→ Exercise brief: From the CARIN Digital Insurance Card page below, reproduce word for word the passage from "This Implementation Guide" to "physical insurance card.".

CARIN Digital Insurance Card
1.1.0 - STU 1.1 United States of America flag

CARIN Digital Insurance Card, published by HL7 International / Payer/Provider Information Exchange Work Group. This guide is not an authorized publication; it is the continuous build for version 1.1.0 built by the FHIR (HL7® FHIR® Standard) CI Build. This version is based on the current content of https://github.com/HL7/carin-digital-insurance-card/ and changes regularly. See the Directory of published versions

Background

Introduction

This Implementation Guide was born out of the CARIN Alliance Payer's Implementer Forum where representatives from major health insurance companies in the US come together to collaborate on FHIR server implementation. In 2020, participants of the forum indicated a need for better guidance on how to represent the full data elements found on physical insurance cards within a FHIR-based transaction. In particular, participating payers noted the following challenges when trying to build out FHIR Coverage resources including all the necessary data elements:

  • The base Coverage resource allows for representation of the patient for whom the Coverage resource pertains as well as the subscriber. There is not a standard way to represent all of the beneficiaries for the plan and their corresponding member IDs the way they would be found on a physical insurance card.

→ Data for review:
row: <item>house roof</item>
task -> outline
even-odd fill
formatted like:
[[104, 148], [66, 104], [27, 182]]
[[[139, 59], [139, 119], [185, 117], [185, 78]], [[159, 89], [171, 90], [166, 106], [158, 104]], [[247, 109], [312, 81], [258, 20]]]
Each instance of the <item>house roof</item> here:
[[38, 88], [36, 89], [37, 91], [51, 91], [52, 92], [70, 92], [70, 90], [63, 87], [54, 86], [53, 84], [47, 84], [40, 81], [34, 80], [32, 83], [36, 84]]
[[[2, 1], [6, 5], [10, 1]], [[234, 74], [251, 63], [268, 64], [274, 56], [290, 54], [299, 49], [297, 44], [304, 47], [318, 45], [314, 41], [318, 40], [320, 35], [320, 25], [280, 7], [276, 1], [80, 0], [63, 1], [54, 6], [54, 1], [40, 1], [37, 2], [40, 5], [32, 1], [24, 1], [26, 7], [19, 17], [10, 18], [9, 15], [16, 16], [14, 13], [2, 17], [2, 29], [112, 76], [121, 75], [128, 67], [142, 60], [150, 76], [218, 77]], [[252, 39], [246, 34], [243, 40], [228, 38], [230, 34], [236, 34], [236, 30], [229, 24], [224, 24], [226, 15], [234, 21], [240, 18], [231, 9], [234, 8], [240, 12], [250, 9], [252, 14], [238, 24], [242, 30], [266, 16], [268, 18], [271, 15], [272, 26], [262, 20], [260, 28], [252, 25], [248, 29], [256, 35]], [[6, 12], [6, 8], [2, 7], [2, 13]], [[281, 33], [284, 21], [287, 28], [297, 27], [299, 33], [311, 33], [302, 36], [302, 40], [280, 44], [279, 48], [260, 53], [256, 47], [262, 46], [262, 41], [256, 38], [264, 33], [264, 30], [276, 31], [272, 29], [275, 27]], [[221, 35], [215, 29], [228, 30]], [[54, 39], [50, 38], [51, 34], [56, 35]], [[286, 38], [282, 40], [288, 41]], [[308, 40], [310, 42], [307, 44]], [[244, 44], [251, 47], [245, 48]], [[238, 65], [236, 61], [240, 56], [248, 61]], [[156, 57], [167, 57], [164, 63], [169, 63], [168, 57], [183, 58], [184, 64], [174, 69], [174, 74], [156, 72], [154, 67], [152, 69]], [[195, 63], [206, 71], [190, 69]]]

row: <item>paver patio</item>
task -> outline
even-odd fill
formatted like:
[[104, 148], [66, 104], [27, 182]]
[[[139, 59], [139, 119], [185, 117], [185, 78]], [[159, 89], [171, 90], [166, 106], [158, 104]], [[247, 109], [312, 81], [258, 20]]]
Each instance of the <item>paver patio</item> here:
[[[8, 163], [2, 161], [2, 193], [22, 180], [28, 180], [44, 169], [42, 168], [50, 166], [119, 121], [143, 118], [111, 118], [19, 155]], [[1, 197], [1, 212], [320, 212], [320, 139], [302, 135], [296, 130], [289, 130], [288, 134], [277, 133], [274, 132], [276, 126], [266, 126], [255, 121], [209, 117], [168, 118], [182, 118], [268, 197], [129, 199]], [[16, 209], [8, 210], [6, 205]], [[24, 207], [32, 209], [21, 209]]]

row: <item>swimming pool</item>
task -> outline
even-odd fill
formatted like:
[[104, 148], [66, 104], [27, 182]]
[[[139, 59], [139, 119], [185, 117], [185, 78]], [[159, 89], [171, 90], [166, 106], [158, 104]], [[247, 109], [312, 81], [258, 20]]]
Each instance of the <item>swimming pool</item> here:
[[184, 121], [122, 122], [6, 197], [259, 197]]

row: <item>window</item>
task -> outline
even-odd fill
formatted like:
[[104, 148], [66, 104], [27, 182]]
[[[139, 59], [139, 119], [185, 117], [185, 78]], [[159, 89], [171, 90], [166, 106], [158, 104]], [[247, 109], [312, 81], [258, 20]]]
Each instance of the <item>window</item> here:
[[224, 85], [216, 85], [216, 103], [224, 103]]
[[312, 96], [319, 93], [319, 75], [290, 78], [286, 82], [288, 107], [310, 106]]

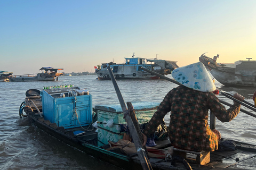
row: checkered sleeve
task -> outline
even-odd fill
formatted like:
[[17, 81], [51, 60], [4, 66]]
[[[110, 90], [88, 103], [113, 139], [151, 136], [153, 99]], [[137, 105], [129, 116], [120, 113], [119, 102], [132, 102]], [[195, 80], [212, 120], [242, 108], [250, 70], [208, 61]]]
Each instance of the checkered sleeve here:
[[157, 108], [157, 111], [146, 126], [143, 133], [148, 137], [154, 134], [155, 131], [164, 119], [164, 116], [171, 110], [170, 99], [172, 96], [172, 92], [171, 90], [165, 96], [163, 101]]
[[209, 93], [207, 103], [211, 111], [222, 122], [227, 122], [232, 120], [240, 111], [240, 105], [235, 104], [229, 109], [226, 109], [222, 105], [218, 97], [212, 92]]

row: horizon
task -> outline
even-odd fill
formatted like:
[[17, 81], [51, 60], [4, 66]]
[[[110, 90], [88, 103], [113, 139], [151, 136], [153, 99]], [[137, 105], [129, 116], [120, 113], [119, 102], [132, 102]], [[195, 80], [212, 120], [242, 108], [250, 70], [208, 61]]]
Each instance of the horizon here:
[[256, 60], [255, 1], [0, 2], [0, 70], [94, 72], [125, 57]]

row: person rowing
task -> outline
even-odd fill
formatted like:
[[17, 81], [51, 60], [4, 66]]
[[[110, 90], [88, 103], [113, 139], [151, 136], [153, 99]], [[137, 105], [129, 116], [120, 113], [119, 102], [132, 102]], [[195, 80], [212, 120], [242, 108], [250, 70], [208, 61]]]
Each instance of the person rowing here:
[[[210, 129], [209, 110], [222, 122], [227, 122], [236, 117], [241, 105], [234, 101], [226, 109], [212, 92], [216, 87], [201, 62], [178, 68], [172, 75], [182, 85], [170, 91], [157, 108], [143, 132], [143, 146], [171, 112], [168, 135], [175, 148], [195, 151], [217, 150], [221, 135], [218, 130]], [[244, 99], [237, 93], [234, 97], [240, 101]]]

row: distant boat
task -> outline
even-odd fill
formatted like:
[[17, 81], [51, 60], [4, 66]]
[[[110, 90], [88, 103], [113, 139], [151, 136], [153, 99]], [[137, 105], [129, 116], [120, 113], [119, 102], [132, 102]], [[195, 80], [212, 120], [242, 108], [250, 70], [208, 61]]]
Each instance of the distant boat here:
[[54, 69], [50, 67], [42, 67], [39, 70], [42, 73], [37, 74], [29, 74], [24, 75], [12, 75], [10, 77], [11, 81], [38, 81], [54, 80], [56, 77], [64, 74], [63, 73], [58, 73], [58, 70], [63, 69]]
[[[162, 75], [167, 75], [171, 73], [172, 71], [179, 67], [176, 63], [177, 62], [158, 60], [156, 58], [154, 60], [146, 59], [140, 57], [134, 57], [134, 55], [131, 58], [125, 58], [125, 63], [114, 63], [110, 66], [113, 69], [113, 72], [116, 79], [159, 79], [159, 77], [153, 75], [141, 69], [142, 67]], [[146, 63], [146, 61], [150, 62], [150, 64]], [[94, 67], [95, 73], [99, 80], [110, 80], [109, 73], [107, 68], [103, 68], [103, 66], [106, 63], [101, 64], [100, 69]]]
[[256, 87], [256, 61], [247, 61], [235, 62], [234, 63], [217, 63], [219, 56], [213, 59], [202, 54], [199, 60], [210, 70], [212, 76], [220, 83], [230, 87]]
[[13, 72], [0, 71], [0, 82], [1, 81], [10, 81], [10, 78]]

→ Response to this exercise:
This Implementation Guide was born out of the CARIN Alliance Payer's Implementer Forum where representatives from major health insurance companies in the US come together to collaborate on FHIR server implementation. In 2020, participants of the forum indicated a need for better guidance on how to represent the full data elements found on physical insurance cards within a FHIR-based transaction. In particular, participating payers noted the following challenges when trying to build out FHIR Coverage resources including all the necessary data elements:

  • The base Coverage resource allows for representation of the patient for whom the Coverage resource pertains as well as the subscriber. There is not a standard way to represent all of the beneficiaries for the plan and their corresponding member IDs the way they would be found on a physical insurance card.